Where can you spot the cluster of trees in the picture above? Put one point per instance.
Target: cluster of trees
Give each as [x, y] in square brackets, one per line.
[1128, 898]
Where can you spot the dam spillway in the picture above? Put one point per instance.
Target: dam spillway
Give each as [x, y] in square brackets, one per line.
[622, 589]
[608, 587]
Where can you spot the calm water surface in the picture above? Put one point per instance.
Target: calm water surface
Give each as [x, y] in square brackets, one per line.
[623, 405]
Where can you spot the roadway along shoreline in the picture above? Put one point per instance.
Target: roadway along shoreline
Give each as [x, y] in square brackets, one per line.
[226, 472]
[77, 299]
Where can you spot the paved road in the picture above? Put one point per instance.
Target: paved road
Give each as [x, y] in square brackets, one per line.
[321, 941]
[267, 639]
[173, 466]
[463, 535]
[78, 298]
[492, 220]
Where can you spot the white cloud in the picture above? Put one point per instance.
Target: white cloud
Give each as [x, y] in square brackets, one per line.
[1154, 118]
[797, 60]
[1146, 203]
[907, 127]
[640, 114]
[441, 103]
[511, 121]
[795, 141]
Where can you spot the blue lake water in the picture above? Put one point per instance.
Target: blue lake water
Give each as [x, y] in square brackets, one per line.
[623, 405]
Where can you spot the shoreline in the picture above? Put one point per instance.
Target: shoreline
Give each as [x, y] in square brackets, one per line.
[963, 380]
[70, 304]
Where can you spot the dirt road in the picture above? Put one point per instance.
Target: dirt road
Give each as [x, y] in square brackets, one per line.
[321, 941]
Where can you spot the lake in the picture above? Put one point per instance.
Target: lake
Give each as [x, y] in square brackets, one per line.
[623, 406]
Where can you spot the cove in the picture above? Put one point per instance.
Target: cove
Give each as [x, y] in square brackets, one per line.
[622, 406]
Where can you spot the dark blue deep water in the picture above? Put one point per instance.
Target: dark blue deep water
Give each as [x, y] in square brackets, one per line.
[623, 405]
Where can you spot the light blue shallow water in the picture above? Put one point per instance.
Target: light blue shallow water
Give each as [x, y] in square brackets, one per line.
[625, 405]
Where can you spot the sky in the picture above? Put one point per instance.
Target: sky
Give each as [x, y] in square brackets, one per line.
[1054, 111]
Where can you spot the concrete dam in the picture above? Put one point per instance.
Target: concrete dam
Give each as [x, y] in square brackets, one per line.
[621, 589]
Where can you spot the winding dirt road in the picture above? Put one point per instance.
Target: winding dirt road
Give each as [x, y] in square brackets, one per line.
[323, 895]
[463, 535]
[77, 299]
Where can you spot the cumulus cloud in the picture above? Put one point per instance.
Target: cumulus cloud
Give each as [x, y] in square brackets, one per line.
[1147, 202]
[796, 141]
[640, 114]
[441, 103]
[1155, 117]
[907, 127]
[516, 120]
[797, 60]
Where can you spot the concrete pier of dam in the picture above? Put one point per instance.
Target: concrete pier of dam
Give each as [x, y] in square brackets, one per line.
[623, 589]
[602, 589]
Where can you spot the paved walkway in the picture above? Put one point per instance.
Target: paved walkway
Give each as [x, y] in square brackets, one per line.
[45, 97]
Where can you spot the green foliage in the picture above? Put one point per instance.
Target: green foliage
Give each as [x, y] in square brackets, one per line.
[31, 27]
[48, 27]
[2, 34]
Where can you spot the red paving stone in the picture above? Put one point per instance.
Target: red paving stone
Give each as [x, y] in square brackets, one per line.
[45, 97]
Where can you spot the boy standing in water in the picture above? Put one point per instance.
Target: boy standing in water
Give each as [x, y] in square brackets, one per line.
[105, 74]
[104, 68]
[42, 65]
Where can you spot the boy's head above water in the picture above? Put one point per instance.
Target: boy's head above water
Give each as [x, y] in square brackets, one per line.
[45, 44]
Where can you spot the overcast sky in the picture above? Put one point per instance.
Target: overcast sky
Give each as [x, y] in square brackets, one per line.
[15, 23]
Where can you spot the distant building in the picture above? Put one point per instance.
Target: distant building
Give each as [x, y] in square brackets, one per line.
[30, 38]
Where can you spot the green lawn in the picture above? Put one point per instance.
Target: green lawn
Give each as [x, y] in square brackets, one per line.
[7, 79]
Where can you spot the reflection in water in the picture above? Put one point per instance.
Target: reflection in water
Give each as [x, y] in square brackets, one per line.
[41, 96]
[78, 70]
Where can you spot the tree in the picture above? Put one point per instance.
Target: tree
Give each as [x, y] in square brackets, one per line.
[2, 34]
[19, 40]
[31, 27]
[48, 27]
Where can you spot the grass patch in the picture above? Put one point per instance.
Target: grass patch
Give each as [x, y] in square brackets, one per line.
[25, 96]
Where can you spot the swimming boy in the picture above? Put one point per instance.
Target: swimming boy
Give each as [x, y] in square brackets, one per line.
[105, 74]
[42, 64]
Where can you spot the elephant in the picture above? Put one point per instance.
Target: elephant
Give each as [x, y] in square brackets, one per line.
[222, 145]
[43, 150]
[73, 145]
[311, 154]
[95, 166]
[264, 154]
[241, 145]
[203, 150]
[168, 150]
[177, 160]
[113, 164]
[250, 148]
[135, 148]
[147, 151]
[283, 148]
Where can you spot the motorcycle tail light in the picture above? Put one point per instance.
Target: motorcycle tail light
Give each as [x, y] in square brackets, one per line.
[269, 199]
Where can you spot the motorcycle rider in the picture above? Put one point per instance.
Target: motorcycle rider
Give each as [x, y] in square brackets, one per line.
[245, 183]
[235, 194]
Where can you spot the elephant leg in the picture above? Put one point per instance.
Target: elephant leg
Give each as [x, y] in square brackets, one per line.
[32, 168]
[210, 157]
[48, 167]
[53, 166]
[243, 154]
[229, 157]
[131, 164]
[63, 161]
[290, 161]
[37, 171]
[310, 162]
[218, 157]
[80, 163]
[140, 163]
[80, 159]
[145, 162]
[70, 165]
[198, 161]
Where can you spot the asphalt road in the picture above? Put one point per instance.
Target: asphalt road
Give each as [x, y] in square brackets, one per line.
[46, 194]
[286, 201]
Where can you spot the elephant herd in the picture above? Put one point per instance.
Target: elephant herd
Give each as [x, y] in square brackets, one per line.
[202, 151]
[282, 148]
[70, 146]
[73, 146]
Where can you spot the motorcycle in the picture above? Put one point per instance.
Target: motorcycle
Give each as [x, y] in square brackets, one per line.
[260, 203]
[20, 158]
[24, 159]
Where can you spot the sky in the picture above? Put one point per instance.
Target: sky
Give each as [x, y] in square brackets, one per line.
* * * * *
-- What this task involves --
Extract the data exactly as given.

-- Written reply --
Where can you spot the cluster of trees in the picture above? Put one point per instance.
Target: cluster of trees
Give each as [x, y] in square brackets, one per line.
[1128, 898]
Where can you spot the dam spillway in the picture above? Put one point per instance.
Target: dam spillway
Give each as [x, y] in square brackets, one per line.
[622, 589]
[608, 587]
Where can you spot the calm water surface in the picture above? Put one point per instance.
Target: calm water surface
Give each as [x, y] in square brackets, one per line.
[623, 405]
Where can you spot the roadway along shoreline in the picture above? Put one point per instance.
Target: roadway along shoreline
Give each as [x, y] in square brackets, one per line.
[226, 472]
[77, 299]
Where can you spot the paved road in the picture above? Put one point per instance.
Target: paved road
Give each as [x, y] in square brackets, one per line.
[321, 941]
[267, 639]
[173, 466]
[463, 535]
[78, 298]
[492, 220]
Where can you spot the white cloud in the picture above? Put one point per instance.
Target: white cloud
Give each as [x, y] in square brackets, one per line.
[1154, 118]
[797, 60]
[1146, 203]
[907, 127]
[640, 114]
[441, 103]
[511, 121]
[795, 141]
Where can you spot the blue lake water in the picture above? Put one point per instance.
Target: blue lake water
Give each as [x, y] in square brackets, one per line.
[623, 405]
Where can you spot the shoreline in the picture above? Put one point per instance.
Target: shoreline
Give each as [x, y] in square brackets, one per line.
[963, 380]
[70, 304]
Where can you spot the dirt road in the picture above? Put one point per instance.
Target: dirt road
Give each as [x, y] in square brackets, one per line.
[321, 941]
Where can you spot the lake in the picture above? Put one point per instance.
Target: lake
Give each as [x, y] in square brackets, one per line.
[623, 406]
Where can you spot the cove in the picture above? Put one point per instance.
Target: cove
Give each as [x, y] in square brackets, one per line.
[622, 406]
Where can you spot the dark blue deep water in the picture above? Put one point per instance.
Target: dark blue deep water
Give each as [x, y] in square brackets, one per line.
[623, 405]
Where can you spot the light blue shallow water in the picture above? Put one point per instance.
Target: light blue shallow water
Give each as [x, y] in square brackets, one per line.
[625, 405]
Where can you spot the sky in the picture above? Put one point per instance.
Target: sky
Give each as [x, y] in square brackets, one per line.
[1054, 111]
Where can you spot the concrete dam in the picture above? Put one point per instance.
Target: concrete dam
Give each as [x, y] in square brackets, one per line.
[621, 589]
Where can you spot the winding dirt road in the picture above? Put one point per instance.
Target: winding dirt road
Give each as [x, y] in square brackets, one per line.
[323, 895]
[463, 535]
[77, 299]
Where can you spot the cumulus cloud in the picture above? Put one point per instance.
Target: cumulus cloud
Give each as [x, y] in square brackets, one per line.
[1147, 202]
[796, 141]
[640, 114]
[441, 103]
[1155, 117]
[907, 127]
[516, 120]
[797, 60]
Where can you spot the concrete pier of dam in the picture above? Put one point per instance.
Target: concrete pier of dam
Give each as [x, y] in square brackets, one per line.
[623, 589]
[602, 589]
Where can you spot the paved walkway in the picture above? Put one point per instance.
Target: paved walkway
Give each as [x, y] in square brackets, one per line.
[45, 97]
Where can you spot the green foliage in the picture above? Put one point per instance.
Target: green foliage
Give each as [x, y] in square brackets, one per line.
[31, 27]
[48, 27]
[2, 34]
Where can you spot the red paving stone in the picture above? Put one point per instance.
Target: red paving stone
Give each as [x, y] in square brackets, one per line.
[45, 97]
Where can you spot the boy standing in water in the picture above? Put one point per instance.
Target: boy standing in water
Give each as [x, y] in square brackets, one per line.
[105, 74]
[104, 68]
[42, 65]
Where can you spot the boy's head above water in the picture above? Put one point per instance.
Target: boy's head above water
Give each as [x, y] in square brackets, one per line.
[45, 44]
Where can you spot the overcast sky in the picture above? Put one point per instance.
Target: overcast sky
Give each as [x, y] in square brackets, one per line.
[15, 23]
Where can you spot the distant building in the picture above? Put one point per instance.
Target: distant building
Give each as [x, y] in square brackets, one per line.
[30, 38]
Where can you spot the green lawn in the picture above? Put one point per instance.
Target: green lawn
Give each as [x, y] in square brackets, one per line.
[7, 79]
Where can you spot the reflection in water in the picture above? Put one point per instance.
Target: reflection in water
Give each as [x, y] in square brackets, one per line.
[41, 96]
[78, 70]
Where can you spot the tree in the picture above? Put one point per instance.
Target: tree
Give each as [x, y] in square brackets, one per line.
[2, 34]
[19, 40]
[31, 27]
[48, 27]
Where can you spot the grass patch in the picture above? Put one point per instance.
Target: grass patch
Give each as [x, y] in square brackets, one per line.
[25, 96]
Where can you spot the swimming boy in the picture above? Put one point per instance.
Target: swimming boy
Give each as [x, y] in square brackets, one per line.
[105, 74]
[42, 64]
Where can you spot the elephant in the picture above? Put one point per instance.
Target: elephant
Give each as [x, y] in square brackets, one per line.
[222, 145]
[43, 150]
[73, 145]
[311, 154]
[95, 166]
[264, 154]
[241, 145]
[203, 150]
[168, 150]
[177, 160]
[113, 164]
[250, 148]
[135, 148]
[147, 151]
[283, 148]
Where can you spot the motorcycle tail light in the picture above? Put one point per instance.
Target: motorcycle tail light
Give each as [x, y] in square brackets, one per line.
[269, 199]
Where can you spot the motorcycle rider in the picture above? Put one point per instance.
Target: motorcycle rider
Give each as [x, y] in square brackets, one per line.
[245, 183]
[235, 194]
Where can you spot the elephant leg in the picture above? Put one point per instance.
Target: elephant leg
Give each as [x, y] in square brackets, one per line.
[32, 168]
[210, 157]
[48, 167]
[53, 166]
[243, 154]
[229, 157]
[131, 164]
[63, 161]
[290, 161]
[37, 171]
[310, 162]
[218, 157]
[80, 163]
[140, 163]
[80, 159]
[145, 162]
[70, 165]
[198, 161]
Where can you spot the asphalt road in the picture above? Put one point per instance.
Target: asphalt road
Give each as [x, y] in square brackets, one per line.
[46, 194]
[286, 201]
Where can you spot the elephant herd in the picture above? Put one point per instance.
Target: elephant herd
Give each as [x, y] in square brackets, one per line.
[202, 151]
[282, 148]
[70, 146]
[73, 146]
Where can you spot the motorcycle in the picture above? Put one point per instance.
Target: motorcycle
Give each as [x, y] in square brackets, one per line.
[260, 203]
[20, 158]
[24, 159]
Where can you spot the sky in the picture above? Put one point per instance.
Target: sky
Give each as [x, y] in square brackets, one per line.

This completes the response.